[提示本文]:
━━━━
丁度自分が定義した「母性」を「逆転」したものが「政治への不満」に近いものとなる。


自分の考えた「母性」とはそれを機械、装置、システムとして捉えた場合、

入力として「罪悪感」→処理として「責任感」→出力として「愛情」となる。

では「罪悪感」とはどこから来るのか、と考えると

入力として「権利」→処理として「責任感」→出力として「罪悪感」

権利から出力された罪悪感をさらに入力として使い、「母性」として「愛情」を出力。

あるいは「仕事」として「価値」を出力する。

母性、あるいは仕事として処理できず、どうする事もできずにたまった罪悪感が「不満」だ。


一般的な「不満」の定義は「満足できない状態」だが10人いれば10通りの満足の基準が存在する。

しかしその対象となる物質やデータとして存在するものは同じ存在だ。

物質、データそのものは変わらない。
━━━━
保存済みエントリ
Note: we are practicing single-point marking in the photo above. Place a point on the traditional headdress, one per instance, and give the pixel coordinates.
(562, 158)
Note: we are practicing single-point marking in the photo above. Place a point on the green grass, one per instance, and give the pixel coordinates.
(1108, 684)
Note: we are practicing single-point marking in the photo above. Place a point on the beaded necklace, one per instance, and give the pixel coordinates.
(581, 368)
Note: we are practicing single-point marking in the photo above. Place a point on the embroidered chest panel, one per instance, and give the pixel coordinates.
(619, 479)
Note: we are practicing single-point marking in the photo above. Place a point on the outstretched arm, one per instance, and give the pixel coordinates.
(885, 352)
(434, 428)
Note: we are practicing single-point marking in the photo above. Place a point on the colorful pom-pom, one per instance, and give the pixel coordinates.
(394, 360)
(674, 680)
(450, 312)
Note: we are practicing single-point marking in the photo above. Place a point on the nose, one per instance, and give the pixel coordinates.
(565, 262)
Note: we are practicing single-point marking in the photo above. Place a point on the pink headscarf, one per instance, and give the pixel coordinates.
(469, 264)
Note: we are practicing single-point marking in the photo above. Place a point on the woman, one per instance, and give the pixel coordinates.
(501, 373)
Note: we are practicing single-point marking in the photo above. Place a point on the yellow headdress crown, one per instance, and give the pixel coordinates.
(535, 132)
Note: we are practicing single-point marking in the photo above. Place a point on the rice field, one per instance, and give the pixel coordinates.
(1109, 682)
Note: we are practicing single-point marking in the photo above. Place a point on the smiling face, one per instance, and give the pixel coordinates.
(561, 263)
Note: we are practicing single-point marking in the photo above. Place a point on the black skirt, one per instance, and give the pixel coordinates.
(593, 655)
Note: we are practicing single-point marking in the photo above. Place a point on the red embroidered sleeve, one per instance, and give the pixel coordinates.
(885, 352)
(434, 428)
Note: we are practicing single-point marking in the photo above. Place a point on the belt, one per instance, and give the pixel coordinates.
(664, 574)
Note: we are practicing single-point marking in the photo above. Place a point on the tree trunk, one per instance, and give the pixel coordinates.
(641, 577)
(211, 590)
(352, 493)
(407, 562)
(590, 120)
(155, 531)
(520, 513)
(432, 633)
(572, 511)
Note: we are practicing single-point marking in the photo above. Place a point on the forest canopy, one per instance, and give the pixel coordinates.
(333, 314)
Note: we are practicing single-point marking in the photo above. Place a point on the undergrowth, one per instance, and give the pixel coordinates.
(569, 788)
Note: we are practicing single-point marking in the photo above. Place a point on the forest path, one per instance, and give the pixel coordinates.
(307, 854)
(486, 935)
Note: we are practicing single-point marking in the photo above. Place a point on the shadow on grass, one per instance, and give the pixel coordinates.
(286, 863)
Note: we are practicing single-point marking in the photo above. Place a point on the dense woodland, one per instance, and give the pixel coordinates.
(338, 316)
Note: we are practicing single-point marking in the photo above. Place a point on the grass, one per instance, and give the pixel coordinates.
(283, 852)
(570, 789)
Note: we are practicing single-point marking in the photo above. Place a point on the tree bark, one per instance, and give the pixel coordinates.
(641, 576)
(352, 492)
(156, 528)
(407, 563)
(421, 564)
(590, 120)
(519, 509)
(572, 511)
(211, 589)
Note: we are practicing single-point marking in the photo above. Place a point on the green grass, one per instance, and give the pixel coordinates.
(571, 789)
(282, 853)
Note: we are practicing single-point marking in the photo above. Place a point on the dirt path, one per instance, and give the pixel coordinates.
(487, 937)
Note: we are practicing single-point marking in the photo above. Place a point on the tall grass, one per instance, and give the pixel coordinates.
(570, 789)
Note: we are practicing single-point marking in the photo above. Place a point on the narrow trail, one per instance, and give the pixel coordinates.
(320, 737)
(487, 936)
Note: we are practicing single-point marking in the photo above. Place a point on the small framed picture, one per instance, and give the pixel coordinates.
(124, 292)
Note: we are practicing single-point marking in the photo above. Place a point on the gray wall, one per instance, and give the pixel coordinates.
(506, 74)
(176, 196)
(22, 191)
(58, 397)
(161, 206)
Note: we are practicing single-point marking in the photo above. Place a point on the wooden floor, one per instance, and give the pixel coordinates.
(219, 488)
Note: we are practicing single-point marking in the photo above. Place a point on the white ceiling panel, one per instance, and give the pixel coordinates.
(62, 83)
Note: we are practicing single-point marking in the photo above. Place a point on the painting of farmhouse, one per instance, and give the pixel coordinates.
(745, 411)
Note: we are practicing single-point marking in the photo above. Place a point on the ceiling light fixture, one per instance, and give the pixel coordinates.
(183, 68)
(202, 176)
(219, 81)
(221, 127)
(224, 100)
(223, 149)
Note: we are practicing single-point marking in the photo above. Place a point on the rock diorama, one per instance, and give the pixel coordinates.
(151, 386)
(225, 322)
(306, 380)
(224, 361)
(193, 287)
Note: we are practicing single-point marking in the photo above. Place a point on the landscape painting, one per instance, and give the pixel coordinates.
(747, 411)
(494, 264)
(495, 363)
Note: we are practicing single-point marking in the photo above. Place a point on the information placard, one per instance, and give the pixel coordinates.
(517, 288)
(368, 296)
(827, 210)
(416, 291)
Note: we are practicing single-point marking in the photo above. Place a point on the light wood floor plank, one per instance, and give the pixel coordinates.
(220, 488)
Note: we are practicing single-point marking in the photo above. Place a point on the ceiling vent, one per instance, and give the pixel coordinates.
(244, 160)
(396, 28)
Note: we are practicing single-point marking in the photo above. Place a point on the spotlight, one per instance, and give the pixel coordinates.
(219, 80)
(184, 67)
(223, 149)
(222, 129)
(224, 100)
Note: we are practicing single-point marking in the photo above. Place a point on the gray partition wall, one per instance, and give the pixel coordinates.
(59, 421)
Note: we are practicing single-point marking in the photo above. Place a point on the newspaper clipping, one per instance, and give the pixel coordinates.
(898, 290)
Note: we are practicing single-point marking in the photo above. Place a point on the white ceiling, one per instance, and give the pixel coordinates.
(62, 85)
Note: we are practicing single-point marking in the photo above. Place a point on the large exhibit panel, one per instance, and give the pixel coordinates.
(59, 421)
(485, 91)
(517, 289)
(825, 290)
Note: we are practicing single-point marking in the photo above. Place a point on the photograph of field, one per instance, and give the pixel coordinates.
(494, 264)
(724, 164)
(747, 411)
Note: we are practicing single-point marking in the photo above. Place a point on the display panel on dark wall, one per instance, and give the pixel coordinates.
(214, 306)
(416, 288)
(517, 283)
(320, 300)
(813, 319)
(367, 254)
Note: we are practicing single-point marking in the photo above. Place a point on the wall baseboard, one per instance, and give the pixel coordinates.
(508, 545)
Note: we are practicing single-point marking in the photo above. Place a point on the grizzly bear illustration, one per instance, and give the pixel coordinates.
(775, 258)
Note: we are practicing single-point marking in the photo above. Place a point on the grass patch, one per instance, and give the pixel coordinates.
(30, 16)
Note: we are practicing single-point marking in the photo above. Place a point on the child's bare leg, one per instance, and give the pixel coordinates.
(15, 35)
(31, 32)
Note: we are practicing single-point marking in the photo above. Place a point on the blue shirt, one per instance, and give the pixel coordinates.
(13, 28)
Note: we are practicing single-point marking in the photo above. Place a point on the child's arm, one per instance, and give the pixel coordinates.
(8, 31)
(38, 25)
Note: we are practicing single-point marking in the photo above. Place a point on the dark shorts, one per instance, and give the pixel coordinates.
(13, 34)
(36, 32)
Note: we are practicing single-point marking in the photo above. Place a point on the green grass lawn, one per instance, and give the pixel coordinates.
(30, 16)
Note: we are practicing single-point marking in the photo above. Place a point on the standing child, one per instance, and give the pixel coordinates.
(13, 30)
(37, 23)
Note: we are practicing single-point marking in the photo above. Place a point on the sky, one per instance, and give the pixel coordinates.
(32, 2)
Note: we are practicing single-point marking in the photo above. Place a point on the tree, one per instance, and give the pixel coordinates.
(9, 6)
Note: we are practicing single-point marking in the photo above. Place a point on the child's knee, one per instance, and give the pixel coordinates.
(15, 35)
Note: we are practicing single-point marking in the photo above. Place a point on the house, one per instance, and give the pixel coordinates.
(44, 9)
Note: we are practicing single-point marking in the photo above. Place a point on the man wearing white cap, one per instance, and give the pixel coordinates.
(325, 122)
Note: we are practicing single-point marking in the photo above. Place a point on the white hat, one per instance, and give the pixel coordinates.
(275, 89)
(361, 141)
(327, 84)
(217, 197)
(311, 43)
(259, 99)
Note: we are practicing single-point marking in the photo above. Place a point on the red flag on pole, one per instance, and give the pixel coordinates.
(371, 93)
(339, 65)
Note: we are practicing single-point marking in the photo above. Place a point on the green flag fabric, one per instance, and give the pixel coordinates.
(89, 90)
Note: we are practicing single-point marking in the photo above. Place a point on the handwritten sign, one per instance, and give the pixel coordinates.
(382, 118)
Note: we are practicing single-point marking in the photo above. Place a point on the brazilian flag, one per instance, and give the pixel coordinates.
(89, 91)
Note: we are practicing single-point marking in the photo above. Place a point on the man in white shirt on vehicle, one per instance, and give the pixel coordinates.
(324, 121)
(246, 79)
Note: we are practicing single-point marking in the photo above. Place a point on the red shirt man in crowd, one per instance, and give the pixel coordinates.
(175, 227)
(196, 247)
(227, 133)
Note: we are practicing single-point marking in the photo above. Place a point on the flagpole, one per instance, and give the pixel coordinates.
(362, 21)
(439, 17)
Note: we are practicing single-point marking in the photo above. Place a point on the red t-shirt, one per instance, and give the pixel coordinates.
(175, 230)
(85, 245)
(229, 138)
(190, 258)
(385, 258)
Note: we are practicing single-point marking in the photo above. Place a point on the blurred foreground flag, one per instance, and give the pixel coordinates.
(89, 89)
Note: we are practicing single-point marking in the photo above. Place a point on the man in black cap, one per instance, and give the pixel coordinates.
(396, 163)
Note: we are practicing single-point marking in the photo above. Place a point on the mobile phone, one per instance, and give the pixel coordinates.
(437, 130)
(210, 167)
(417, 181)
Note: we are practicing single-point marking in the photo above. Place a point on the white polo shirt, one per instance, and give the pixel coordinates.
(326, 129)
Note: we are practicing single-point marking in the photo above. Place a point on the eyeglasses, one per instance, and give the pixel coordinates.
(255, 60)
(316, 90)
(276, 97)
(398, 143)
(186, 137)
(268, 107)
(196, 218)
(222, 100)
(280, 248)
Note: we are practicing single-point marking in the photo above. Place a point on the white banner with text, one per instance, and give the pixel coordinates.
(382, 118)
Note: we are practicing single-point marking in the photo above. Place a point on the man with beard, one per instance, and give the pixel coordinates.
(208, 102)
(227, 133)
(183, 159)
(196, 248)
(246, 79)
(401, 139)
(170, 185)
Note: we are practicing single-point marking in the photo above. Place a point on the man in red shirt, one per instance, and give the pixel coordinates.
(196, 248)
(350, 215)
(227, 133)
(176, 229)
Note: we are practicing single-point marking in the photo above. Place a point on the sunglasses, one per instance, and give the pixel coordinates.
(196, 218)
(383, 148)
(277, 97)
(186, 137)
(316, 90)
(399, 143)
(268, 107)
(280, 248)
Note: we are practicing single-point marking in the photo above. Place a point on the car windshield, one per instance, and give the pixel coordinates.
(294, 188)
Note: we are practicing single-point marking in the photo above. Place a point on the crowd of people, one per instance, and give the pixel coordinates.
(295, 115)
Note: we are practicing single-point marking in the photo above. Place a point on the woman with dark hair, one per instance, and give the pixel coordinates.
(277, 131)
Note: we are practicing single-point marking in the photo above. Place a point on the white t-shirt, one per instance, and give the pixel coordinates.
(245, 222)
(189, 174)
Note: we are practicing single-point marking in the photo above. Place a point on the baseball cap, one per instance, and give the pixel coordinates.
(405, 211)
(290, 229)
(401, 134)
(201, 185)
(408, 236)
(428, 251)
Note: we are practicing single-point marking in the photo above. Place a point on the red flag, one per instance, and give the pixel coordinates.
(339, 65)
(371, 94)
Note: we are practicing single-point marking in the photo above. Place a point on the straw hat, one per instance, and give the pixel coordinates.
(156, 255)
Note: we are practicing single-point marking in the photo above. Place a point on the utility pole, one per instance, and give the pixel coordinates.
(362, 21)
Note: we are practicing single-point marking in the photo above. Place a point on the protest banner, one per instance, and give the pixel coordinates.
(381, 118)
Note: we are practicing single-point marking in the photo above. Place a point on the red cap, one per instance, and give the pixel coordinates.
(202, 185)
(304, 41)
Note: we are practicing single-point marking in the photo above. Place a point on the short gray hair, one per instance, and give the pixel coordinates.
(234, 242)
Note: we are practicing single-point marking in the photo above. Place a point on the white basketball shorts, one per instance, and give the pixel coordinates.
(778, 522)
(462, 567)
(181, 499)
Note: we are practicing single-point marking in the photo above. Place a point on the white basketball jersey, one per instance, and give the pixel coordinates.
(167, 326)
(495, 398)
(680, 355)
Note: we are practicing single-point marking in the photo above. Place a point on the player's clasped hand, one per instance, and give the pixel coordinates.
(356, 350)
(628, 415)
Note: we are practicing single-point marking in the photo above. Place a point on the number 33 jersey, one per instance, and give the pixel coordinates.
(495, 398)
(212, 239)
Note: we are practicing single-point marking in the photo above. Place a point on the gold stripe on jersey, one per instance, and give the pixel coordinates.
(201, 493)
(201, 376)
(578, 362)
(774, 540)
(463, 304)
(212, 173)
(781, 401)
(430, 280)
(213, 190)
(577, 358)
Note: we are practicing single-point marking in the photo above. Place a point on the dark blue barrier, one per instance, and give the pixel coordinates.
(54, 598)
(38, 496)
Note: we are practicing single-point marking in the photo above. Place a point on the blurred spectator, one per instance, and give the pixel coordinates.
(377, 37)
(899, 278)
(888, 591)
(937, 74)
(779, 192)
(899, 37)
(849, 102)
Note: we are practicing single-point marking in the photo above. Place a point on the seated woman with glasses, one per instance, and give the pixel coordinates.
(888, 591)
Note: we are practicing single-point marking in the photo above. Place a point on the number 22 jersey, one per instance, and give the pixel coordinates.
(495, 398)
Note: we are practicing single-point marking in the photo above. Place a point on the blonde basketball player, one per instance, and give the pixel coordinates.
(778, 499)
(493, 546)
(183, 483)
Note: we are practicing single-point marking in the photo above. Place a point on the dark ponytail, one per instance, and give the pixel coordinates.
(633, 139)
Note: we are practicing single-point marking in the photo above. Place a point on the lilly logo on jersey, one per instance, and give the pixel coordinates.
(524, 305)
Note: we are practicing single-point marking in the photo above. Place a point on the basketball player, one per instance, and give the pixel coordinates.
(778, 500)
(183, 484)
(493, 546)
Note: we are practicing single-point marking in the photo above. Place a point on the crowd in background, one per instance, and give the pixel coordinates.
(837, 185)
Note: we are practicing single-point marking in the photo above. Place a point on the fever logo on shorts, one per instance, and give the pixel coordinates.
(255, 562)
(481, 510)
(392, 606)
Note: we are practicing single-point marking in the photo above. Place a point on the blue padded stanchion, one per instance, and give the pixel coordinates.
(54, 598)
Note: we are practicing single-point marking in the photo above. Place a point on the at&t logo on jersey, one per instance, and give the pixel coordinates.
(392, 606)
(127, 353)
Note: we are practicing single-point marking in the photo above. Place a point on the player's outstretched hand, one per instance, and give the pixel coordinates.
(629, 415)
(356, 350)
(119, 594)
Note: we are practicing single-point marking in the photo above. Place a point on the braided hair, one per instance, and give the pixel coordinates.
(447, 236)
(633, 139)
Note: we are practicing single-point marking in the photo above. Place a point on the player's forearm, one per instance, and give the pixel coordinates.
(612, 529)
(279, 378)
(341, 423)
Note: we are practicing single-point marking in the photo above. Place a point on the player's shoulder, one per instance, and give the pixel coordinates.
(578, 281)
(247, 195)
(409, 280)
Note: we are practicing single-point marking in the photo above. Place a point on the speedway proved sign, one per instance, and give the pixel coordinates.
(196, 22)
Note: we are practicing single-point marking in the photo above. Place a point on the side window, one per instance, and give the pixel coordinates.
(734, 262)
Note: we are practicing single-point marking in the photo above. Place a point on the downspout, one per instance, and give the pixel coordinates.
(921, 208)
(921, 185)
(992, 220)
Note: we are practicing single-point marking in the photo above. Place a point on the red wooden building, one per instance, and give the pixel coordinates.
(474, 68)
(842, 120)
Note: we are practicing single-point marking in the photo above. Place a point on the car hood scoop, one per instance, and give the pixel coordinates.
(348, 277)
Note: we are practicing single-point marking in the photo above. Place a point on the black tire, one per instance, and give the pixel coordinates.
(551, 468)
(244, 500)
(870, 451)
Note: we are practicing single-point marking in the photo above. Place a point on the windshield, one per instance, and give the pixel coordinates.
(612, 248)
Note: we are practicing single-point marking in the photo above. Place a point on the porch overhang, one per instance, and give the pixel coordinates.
━━━━
[短い課題]: 「母性」と「不満」を装置の入力と出力にたとえて論じた本文を、最後の文の後から書き継いでください。 保存済みエントリの各行は、この作業では使いません。

[課題の結果]:
それを受け取る人間の中のキャパシティが例え同じ容量の箱だとしてもその箱の底にそれを受け取るより前に処理されずに残っている「罪悪感」があれば100%の満足は得られない。


仕事を残したままリフレッシュのために休みをとっても残した仕事が気になってリフレッシュしきれない。

子どもを預けて友達と旅行に行っても子どもが気になって素直に楽しめない。

人間というのは肉体的に休息を取るために外からどれだけ区切りをつけられようと精神的な区切りは外からつけられない。

その人自身が区切りをつける、つまり「罪悪感」を処理しなければ外からの刺激に対して充分な満足は得られず「不満」は残る。


「◯◯せずに不満を漏らすな!」

この理屈はつまり「自分で解決しろ」といっているわけであるが「選挙に行かず不満を漏らすな」というスタンスは「不満」の「解決策」として「認識」している事になる。

それはつまり「自分の不満」の処理を「政治家」にしてもらうという事だ。


最近では「自分の考えに合っている政党の診断」などがあるが結局それは「誰かに不満を漏らす」という事に他ならず、それが「誰か」から「パソコン、スマホ」になっただけだ。

けれど「質問と応答」のやり取りのデータから診断されたものになり、決められた選択肢からの診断となる。

しかしながらそれは最初から「相手」の方に主導権があるという事になり、「自分の権利」ではない。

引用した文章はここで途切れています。